(Named-object pointing records):
━━━━━━━━━━

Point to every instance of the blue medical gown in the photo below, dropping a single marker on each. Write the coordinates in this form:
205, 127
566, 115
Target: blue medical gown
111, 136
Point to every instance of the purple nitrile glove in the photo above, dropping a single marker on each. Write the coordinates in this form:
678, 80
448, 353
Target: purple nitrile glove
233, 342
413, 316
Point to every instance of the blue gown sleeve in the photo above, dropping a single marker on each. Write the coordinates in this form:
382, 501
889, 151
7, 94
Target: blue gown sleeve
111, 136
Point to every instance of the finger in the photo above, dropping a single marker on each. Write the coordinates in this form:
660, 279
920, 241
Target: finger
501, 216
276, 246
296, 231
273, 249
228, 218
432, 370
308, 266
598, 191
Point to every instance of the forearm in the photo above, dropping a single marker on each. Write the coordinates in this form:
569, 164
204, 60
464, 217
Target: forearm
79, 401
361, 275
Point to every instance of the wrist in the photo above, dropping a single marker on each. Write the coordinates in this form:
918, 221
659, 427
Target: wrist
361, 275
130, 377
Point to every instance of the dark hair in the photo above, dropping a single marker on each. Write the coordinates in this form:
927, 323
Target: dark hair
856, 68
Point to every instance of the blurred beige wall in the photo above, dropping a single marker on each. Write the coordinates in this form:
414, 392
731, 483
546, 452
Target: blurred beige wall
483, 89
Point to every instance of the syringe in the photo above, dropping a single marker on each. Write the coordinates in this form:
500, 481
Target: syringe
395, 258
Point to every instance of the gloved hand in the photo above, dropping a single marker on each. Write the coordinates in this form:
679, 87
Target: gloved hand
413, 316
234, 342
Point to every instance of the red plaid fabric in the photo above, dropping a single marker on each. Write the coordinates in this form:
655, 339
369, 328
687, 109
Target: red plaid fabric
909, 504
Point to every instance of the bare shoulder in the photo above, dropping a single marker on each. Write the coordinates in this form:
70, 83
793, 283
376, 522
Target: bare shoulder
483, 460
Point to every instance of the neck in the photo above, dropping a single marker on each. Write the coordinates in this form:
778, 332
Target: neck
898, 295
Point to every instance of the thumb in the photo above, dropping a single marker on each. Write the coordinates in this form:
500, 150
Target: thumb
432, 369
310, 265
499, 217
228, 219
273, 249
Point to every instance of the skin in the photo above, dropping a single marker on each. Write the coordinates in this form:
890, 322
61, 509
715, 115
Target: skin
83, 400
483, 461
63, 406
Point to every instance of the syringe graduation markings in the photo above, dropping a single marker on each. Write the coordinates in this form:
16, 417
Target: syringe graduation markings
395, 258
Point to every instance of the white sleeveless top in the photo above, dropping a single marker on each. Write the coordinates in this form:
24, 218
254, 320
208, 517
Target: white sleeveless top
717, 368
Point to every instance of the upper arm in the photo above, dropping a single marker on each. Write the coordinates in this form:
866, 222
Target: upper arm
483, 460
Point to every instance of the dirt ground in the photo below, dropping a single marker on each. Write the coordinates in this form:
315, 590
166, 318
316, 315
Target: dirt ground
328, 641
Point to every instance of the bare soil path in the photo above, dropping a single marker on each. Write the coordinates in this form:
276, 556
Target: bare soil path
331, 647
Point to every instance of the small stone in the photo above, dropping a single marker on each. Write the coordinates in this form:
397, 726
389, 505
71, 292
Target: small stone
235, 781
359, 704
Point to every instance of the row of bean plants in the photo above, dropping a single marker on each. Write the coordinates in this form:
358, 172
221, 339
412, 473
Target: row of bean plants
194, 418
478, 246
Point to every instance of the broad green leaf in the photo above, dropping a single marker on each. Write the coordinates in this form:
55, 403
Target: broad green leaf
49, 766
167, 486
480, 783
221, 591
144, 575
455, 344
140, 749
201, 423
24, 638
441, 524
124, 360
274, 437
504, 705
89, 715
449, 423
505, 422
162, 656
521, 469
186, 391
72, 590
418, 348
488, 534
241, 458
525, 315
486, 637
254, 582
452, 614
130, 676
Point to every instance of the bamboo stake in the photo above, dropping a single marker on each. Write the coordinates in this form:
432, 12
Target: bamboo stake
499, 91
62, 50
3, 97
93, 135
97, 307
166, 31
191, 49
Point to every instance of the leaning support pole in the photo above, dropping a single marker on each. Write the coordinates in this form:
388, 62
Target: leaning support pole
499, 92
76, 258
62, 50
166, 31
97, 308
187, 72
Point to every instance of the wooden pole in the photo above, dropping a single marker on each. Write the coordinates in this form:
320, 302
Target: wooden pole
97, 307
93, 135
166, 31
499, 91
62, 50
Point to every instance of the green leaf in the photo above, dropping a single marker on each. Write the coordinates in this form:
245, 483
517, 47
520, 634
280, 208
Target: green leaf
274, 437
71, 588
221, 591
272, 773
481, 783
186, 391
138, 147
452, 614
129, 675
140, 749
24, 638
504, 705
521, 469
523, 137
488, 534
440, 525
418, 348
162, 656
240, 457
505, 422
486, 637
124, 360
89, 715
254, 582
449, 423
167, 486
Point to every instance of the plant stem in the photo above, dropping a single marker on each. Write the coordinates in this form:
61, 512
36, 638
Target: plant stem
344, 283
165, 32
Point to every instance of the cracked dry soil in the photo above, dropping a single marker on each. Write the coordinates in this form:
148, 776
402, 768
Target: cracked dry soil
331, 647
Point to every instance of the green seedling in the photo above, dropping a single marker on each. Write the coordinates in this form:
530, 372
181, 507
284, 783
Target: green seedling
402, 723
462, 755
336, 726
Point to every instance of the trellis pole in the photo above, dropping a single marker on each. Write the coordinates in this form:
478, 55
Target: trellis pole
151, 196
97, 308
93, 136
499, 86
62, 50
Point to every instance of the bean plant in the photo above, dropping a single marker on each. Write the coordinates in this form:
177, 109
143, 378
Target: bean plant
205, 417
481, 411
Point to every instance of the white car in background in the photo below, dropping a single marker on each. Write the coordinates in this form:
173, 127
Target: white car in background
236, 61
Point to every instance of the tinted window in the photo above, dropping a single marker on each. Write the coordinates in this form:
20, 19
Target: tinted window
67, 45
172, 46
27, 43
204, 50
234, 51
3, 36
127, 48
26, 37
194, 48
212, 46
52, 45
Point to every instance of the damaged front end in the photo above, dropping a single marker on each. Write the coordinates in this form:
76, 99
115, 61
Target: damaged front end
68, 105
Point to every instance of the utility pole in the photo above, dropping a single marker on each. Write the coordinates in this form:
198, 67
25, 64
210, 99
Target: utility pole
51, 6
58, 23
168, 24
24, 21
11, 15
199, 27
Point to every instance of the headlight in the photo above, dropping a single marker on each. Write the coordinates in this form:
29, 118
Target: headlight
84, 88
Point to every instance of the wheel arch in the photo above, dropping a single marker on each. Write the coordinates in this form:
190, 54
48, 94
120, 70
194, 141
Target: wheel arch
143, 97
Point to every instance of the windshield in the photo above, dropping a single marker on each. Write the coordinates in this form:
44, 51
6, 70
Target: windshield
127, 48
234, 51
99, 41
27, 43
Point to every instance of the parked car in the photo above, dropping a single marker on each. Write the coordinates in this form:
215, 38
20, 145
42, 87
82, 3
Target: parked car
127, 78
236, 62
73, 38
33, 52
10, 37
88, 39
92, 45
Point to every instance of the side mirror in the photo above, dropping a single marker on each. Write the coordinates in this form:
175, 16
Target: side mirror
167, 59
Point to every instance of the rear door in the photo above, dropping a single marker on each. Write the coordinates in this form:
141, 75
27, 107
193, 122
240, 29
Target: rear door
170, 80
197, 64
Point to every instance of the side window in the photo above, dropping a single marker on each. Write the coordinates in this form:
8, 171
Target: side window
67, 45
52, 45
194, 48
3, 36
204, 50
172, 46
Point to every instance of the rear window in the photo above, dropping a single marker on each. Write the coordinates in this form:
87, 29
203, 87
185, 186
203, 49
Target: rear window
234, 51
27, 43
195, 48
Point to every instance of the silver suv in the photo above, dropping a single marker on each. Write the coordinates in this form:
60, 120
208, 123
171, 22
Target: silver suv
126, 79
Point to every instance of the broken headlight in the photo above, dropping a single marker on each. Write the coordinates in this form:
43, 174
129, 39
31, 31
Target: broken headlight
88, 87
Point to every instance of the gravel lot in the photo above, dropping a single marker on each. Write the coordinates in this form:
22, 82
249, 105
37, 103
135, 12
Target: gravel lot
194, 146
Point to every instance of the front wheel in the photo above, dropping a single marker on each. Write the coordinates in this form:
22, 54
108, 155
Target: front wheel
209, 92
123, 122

━━━━━━━━━━

Copy everything from the line containing "Point to every instance of the gravel" down to the end of the records, keeping every line, and add -45 to each answer coordinate while leaving all other numbers as they are.

Point to every instance of the gravel lot in the photo above, dropping a single marker on each. Write the coordinates in this form:
22, 82
249, 105
37, 103
135, 12
Target: gravel lot
149, 101
Point to every instance of the front wheel in the photo above, dropping a single marker on each. Write the coordinates in this form:
22, 54
108, 155
Target: front wheel
164, 47
78, 77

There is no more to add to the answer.